**Problem statement**
Print the range of lines that opens with the line containing "blade in this photo." and closes with the last line of the listing. Include both ends; print nothing more.

**Provided data**
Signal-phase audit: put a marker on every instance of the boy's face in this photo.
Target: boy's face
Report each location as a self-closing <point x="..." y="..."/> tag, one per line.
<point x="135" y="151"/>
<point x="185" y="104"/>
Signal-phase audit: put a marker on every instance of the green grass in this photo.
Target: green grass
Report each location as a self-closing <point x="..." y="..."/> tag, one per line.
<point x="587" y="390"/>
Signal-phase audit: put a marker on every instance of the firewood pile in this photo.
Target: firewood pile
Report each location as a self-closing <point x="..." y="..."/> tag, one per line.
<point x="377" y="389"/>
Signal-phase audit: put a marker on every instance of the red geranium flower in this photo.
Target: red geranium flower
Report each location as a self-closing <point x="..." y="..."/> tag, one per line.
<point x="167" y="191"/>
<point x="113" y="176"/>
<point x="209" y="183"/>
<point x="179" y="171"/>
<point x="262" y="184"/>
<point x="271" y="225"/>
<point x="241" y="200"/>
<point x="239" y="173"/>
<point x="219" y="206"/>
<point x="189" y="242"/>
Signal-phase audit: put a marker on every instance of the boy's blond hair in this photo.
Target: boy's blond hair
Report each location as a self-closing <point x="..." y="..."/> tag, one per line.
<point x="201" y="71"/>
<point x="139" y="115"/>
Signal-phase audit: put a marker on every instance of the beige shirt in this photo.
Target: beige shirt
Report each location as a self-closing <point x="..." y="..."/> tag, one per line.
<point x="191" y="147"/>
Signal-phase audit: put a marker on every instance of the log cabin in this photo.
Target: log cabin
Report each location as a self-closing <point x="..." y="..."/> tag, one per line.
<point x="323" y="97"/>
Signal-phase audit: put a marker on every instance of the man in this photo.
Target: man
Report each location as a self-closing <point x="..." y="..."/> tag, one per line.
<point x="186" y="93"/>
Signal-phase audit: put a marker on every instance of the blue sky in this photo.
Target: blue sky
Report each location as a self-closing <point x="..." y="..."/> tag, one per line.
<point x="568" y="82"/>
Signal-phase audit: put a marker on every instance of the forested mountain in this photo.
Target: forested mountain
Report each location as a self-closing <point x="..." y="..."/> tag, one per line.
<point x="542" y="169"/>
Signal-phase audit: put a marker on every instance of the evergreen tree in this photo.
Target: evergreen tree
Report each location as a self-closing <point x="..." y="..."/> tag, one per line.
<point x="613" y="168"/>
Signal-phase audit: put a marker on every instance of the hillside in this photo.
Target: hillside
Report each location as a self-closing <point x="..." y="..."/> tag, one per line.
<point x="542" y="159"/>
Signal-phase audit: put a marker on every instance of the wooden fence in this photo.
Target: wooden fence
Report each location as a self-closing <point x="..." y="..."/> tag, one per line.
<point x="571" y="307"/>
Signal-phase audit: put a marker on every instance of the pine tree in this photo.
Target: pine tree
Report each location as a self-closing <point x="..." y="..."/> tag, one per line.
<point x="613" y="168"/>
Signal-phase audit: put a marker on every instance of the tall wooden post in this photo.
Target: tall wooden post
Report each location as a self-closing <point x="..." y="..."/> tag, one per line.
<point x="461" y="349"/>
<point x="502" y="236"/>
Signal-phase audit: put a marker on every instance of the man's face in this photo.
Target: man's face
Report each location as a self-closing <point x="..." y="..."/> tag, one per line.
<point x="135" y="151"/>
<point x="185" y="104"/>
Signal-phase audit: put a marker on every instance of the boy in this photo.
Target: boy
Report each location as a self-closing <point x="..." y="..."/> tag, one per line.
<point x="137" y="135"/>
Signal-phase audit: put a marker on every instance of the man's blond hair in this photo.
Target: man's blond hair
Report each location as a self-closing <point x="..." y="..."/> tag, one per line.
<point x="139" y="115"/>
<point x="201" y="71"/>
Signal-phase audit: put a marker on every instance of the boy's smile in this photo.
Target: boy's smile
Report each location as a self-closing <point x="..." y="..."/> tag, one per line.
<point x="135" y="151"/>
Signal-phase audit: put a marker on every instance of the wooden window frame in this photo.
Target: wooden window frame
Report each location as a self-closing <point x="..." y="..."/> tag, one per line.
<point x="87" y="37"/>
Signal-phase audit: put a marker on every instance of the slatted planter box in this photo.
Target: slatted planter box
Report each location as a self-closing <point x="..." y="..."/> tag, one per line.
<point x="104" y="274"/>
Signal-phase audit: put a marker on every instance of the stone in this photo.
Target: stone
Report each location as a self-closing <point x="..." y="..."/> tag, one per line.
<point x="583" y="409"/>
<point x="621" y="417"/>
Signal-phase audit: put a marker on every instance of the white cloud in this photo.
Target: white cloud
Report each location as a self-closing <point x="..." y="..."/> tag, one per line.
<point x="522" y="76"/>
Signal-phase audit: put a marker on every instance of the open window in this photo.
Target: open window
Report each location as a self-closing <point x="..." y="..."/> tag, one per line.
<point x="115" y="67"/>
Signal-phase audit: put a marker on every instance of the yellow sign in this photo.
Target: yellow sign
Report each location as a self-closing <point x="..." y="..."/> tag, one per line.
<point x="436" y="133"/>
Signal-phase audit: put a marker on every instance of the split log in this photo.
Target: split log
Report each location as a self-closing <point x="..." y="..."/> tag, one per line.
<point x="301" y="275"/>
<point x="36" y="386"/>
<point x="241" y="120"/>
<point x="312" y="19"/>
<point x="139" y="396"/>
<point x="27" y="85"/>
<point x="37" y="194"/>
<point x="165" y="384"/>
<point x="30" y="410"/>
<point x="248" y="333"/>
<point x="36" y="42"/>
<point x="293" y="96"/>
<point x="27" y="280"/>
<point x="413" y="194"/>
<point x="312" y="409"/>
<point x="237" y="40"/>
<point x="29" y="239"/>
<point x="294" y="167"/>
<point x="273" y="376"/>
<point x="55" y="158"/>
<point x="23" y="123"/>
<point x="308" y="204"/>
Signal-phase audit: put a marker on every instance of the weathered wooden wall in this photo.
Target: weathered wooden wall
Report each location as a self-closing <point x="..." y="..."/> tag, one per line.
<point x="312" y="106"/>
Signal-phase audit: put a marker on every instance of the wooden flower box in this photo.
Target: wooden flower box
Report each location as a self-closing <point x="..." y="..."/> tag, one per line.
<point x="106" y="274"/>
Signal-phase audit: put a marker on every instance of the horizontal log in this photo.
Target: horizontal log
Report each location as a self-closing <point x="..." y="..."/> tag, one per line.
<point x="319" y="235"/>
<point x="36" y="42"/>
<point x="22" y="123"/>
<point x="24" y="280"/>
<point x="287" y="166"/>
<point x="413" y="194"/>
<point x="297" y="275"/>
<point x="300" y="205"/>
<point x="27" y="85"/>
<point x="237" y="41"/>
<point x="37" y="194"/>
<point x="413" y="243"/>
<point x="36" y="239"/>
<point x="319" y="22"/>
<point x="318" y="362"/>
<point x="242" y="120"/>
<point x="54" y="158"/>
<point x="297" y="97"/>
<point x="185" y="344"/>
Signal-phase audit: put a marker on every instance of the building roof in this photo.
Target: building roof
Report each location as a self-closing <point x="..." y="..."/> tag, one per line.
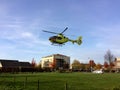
<point x="55" y="55"/>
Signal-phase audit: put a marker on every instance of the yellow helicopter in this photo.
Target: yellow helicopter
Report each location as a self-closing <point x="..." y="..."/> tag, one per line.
<point x="60" y="39"/>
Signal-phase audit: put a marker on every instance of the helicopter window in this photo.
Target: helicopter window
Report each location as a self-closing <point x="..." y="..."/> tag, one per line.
<point x="59" y="38"/>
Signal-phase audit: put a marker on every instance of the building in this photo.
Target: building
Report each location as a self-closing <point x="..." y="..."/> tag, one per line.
<point x="55" y="61"/>
<point x="14" y="66"/>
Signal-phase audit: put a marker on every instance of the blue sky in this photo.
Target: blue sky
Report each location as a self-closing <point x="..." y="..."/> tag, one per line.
<point x="22" y="22"/>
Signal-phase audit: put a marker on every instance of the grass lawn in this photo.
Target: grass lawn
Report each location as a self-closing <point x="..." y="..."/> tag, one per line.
<point x="57" y="81"/>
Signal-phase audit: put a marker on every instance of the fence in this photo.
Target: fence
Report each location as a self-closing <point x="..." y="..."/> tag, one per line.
<point x="25" y="84"/>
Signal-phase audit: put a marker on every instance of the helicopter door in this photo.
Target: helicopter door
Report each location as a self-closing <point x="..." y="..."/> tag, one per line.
<point x="59" y="38"/>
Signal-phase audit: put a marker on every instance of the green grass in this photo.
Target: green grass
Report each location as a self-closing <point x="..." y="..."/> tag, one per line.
<point x="57" y="81"/>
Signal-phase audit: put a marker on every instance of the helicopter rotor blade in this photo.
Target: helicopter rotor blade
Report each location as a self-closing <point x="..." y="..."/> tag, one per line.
<point x="64" y="30"/>
<point x="50" y="32"/>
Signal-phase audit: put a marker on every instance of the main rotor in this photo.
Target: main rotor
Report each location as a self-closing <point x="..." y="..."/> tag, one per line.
<point x="55" y="32"/>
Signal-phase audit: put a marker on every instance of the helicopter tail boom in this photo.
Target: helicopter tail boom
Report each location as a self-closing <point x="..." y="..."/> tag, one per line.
<point x="78" y="41"/>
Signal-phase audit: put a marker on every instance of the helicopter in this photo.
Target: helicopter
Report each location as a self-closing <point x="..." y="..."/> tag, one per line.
<point x="60" y="39"/>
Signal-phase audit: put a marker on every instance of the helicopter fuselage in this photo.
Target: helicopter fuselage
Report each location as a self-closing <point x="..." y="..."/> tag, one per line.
<point x="59" y="39"/>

**The completed task**
Signal-phase audit: put a marker on every instance of the helicopter rotor blade in this photo.
Target: helicopter rotor blade
Report each location as a self-closing <point x="..." y="..."/> tag, one per line.
<point x="64" y="30"/>
<point x="50" y="32"/>
Signal-phase audit: put a marker on every instance of the main rotor in this photo.
Target: main rotor
Report each location as a self-closing <point x="..." y="..."/> tag, one per line.
<point x="55" y="32"/>
Signal-phase audit: put a marker on every instance of the helicopter tail boom in this photo.
Target: helicopter tail boom
Report each location as a self-closing <point x="..." y="..."/> tag, one per line.
<point x="78" y="41"/>
Signal-phase audit: put a marker on every instance of the helicopter in this photo.
Target: helicopter
Report each location as a self-closing <point x="..." y="..."/> tag, one per line.
<point x="60" y="39"/>
Signal-phase audit: put a marker on every instance of the helicopter fuselage in this photo.
Target: helicopter fuselage
Report each location as a self-closing <point x="..." y="..."/> tag, one per line.
<point x="59" y="39"/>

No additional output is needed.